_DOCUMENT EXTRACT_
##############################

Mark, two quick points:
First, there's politics in every aspect of healthcare TODAY -- so it would be hardly surprising that politics would continue to play a role in healthcare even with greater federal involvement. I realize your point is that politics would get worse, and maybe it would. But it already plays a huge role today. Without the influence of Big Pharma and the insurance industry, to cite just two examples, it's almost inconceivable that the private portion of our healthcare system would look like it does today.
As to your second paragraph, when government pays for healthcare, it always mean more government influence. Sometimes that can be a bad thing, and other times not. Historically, most government control (I'll stop just short of saying ALL) has come in response to demonstrated failures by the private sector. For example, in the early days of Medicare, providers simply submitted their bills and got reimbursed. HCA was built on that formula. Then the government belatedly figured out they were getting gamed by providers who artificially elevated charges and overutilized care. So the government imposed the system of DRGs (diagnostic resource groups) and spelled out more clearly what Medicare would and would not pay for, in an effort to produce more accountability.

##############################

_WHAT YOU NEED TO DO_
Translate into Spanish this sentence from the comment on politics in healthcare: "Sometimes that can be a bad thing, and other times not." The records have no connection to the comment on politics in healthcare.

Image-grounded pointing data:
##############################

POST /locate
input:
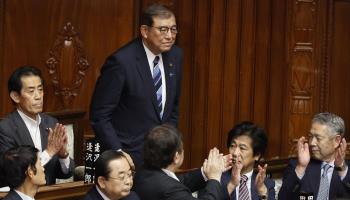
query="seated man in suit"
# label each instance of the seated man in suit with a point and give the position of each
(27, 125)
(114, 172)
(326, 174)
(164, 155)
(247, 144)
(22, 171)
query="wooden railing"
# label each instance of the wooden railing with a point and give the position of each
(64, 191)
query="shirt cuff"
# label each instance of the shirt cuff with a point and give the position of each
(45, 158)
(204, 176)
(65, 164)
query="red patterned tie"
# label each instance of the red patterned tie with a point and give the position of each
(243, 189)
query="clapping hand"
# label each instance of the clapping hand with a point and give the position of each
(260, 179)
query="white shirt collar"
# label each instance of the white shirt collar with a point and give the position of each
(104, 197)
(24, 196)
(29, 120)
(150, 55)
(249, 174)
(170, 173)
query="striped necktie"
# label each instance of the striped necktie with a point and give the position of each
(157, 81)
(323, 191)
(243, 189)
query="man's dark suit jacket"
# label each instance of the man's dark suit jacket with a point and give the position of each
(13, 132)
(124, 105)
(12, 195)
(94, 195)
(310, 183)
(156, 185)
(270, 185)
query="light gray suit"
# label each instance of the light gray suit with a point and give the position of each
(13, 132)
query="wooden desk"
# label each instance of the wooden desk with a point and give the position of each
(65, 191)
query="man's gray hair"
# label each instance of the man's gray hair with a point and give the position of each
(334, 123)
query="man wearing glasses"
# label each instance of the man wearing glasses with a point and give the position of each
(139, 85)
(323, 174)
(114, 173)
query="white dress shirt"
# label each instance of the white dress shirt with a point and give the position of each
(329, 172)
(34, 130)
(150, 58)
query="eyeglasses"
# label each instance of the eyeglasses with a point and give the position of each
(124, 176)
(165, 29)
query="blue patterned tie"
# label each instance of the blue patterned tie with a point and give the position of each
(243, 189)
(157, 81)
(323, 191)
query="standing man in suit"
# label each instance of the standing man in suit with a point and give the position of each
(139, 85)
(164, 155)
(325, 175)
(247, 144)
(114, 172)
(27, 125)
(22, 171)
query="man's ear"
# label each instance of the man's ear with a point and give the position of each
(14, 96)
(337, 140)
(30, 173)
(144, 31)
(101, 182)
(257, 157)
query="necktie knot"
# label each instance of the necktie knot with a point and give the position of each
(155, 61)
(326, 167)
(244, 179)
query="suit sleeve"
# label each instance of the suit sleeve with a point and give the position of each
(346, 181)
(195, 181)
(270, 184)
(291, 183)
(104, 101)
(175, 111)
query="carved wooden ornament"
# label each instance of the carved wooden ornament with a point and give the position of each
(67, 64)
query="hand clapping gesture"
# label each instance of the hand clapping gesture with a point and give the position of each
(57, 141)
(340, 154)
(260, 180)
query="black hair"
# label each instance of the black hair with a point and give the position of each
(155, 10)
(161, 145)
(15, 83)
(257, 135)
(15, 162)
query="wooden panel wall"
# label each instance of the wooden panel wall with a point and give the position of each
(275, 62)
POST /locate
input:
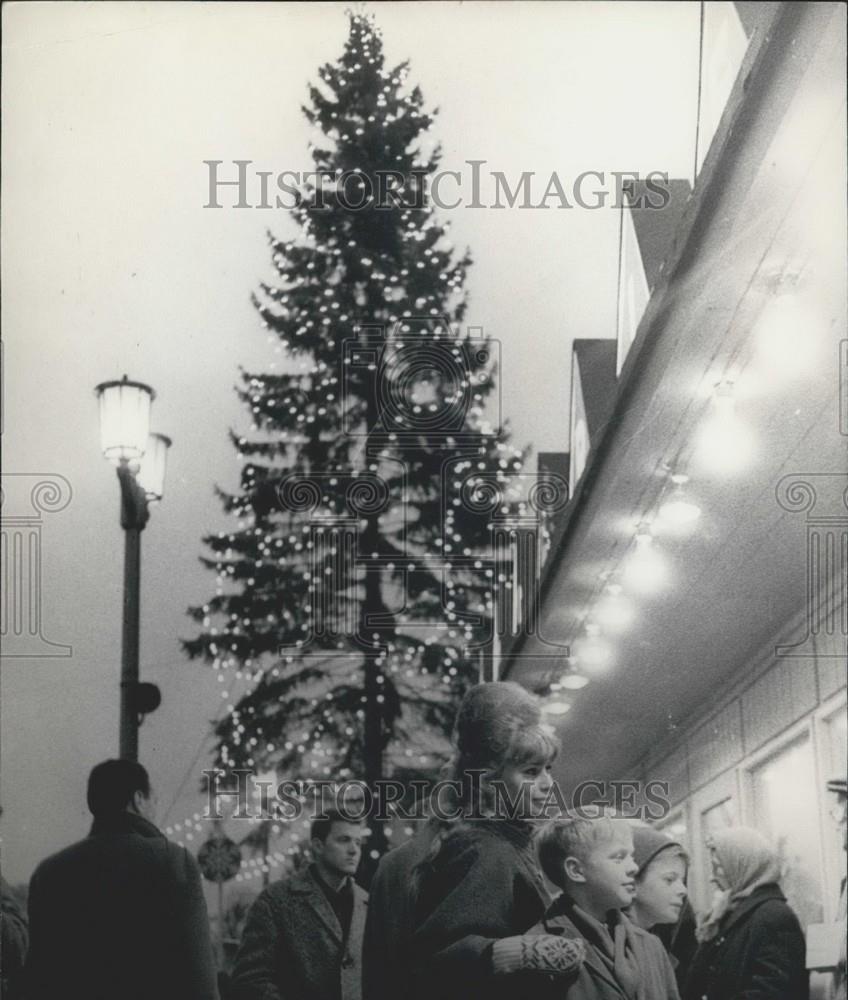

##############################

_ANSWER FOR THE TASK_
A veces eso puede ser algo malo, y otras veces no.